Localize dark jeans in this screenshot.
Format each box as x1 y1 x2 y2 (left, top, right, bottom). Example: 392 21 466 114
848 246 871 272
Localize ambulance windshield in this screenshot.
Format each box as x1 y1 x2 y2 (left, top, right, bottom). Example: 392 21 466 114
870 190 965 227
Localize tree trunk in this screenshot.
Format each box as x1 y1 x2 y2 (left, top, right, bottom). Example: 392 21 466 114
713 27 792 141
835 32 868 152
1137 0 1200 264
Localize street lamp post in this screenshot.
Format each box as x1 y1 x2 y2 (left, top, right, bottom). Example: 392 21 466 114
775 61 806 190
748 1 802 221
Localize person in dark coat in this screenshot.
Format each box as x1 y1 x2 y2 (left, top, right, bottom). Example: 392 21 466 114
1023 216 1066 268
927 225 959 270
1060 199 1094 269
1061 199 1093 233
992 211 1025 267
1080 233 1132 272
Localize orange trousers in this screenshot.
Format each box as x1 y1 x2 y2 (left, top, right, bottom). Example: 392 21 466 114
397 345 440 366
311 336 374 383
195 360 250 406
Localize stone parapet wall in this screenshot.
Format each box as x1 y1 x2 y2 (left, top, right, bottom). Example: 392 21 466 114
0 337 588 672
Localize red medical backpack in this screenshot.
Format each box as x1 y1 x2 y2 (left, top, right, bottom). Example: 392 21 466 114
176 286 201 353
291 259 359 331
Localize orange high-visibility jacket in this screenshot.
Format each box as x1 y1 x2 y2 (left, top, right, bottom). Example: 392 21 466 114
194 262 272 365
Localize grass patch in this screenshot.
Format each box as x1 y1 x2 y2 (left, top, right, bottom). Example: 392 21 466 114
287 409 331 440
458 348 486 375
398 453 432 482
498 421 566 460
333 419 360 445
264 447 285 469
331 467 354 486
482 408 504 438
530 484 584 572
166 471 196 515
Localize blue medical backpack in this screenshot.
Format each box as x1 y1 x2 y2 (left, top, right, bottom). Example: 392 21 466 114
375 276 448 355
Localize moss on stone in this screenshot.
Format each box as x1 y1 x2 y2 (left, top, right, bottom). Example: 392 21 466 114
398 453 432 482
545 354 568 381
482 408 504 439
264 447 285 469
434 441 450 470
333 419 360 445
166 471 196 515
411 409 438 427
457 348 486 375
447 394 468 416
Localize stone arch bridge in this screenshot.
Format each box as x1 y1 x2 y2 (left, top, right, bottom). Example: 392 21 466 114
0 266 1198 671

• • •

ACTIVITY.
Read through the lines above and collect those that contain the string "medical".

SOLUTION TO THIS TASK.
Localize red medical backpack in this screenshot.
Localize blue medical backpack in this screenshot.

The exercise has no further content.